● To do: Retype each entry below exactly. Do not carry any image over.
........
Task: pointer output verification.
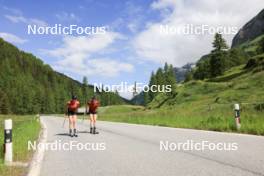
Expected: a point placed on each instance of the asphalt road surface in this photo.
(139, 150)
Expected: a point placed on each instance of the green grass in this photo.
(25, 128)
(206, 105)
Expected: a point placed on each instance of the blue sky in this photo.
(132, 46)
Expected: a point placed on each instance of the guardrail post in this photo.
(237, 116)
(8, 148)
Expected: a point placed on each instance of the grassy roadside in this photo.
(25, 128)
(218, 118)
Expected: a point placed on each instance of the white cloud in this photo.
(21, 19)
(12, 38)
(76, 56)
(64, 16)
(179, 49)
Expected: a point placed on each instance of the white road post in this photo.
(237, 116)
(8, 142)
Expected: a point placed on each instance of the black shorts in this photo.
(70, 113)
(92, 112)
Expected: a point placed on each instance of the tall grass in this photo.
(217, 118)
(25, 128)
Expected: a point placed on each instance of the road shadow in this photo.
(83, 131)
(62, 134)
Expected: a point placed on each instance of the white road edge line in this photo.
(35, 165)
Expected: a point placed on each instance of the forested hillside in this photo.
(28, 86)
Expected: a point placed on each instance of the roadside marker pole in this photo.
(237, 116)
(8, 148)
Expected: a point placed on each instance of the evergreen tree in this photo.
(170, 79)
(218, 56)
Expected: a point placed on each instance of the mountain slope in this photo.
(251, 30)
(28, 86)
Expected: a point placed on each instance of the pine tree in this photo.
(218, 56)
(153, 81)
(4, 103)
(171, 80)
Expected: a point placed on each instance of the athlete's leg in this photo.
(70, 124)
(94, 123)
(74, 125)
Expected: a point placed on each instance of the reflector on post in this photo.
(8, 142)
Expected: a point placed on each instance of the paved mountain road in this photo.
(134, 150)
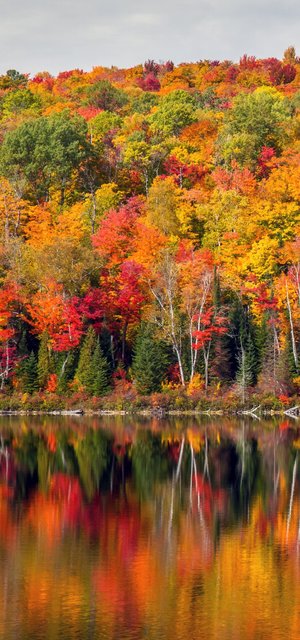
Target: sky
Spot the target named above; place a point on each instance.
(58, 35)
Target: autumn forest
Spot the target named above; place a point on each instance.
(150, 235)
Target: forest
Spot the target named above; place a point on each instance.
(150, 235)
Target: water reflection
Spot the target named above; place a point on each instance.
........
● Solution for this exercise:
Task: pointer output verification.
Expected: a point placed on each instance of the asphalt road surface in this photo.
(139, 150)
Expected: a point placed on each instance of the green grass in this photo.
(25, 128)
(206, 105)
Expected: a point placed on each instance of the blue sky in this photo.
(132, 46)
Expected: a point placed on each instance of the guardrail post in this photo.
(237, 116)
(8, 148)
Expected: a point placed on each instance of the grassy roadside in this photo.
(25, 128)
(218, 118)
Expected: a point placed on each instance of the white cloud in this photo.
(21, 19)
(12, 38)
(76, 56)
(64, 16)
(179, 49)
Expected: a point placed on each instance of the white road post in this photo.
(237, 116)
(8, 142)
Expected: a point placed on each instance of the black shorts in this photo.
(70, 113)
(92, 112)
Expected: a point placed on each instance of the tall grass in this photo.
(217, 118)
(25, 128)
Expected: a point placed on each instance of the road shadow in this photo.
(83, 131)
(62, 134)
Expected: a point placed on each instance of the white road edge line in this photo.
(35, 165)
Expected: a point placed on each instance of the forested hillside in this photo.
(28, 86)
Expected: a point placed on each instance of the roadside marker pole in this photo.
(237, 116)
(8, 148)
Expected: a point placed on each instance of the evergreen tree in this photo.
(170, 79)
(218, 56)
Expected: a point placed on each instance of the mountain slope in this photo.
(251, 30)
(28, 86)
Expected: a point placed on each instance of the pine tree in this photo.
(218, 56)
(153, 81)
(4, 103)
(171, 80)
Expected: a point placed on each instance of the athlete's leg in this photo.
(70, 124)
(94, 123)
(74, 125)
Expected: a point placed on each instance of the reflector on post in this photo.
(8, 142)
Expected: a point placed on each instance of the paved mountain road in this photo.
(134, 150)
Target: sky
Spot the target named above; place a point on each instance.
(58, 35)
Target: autumn forest
Spot the target named above; place a point on each instance.
(150, 235)
Target: forest
Spot the target named above; place a point on each instance.
(150, 235)
Target: water reflection
Spot the target named above; place a point on each instance.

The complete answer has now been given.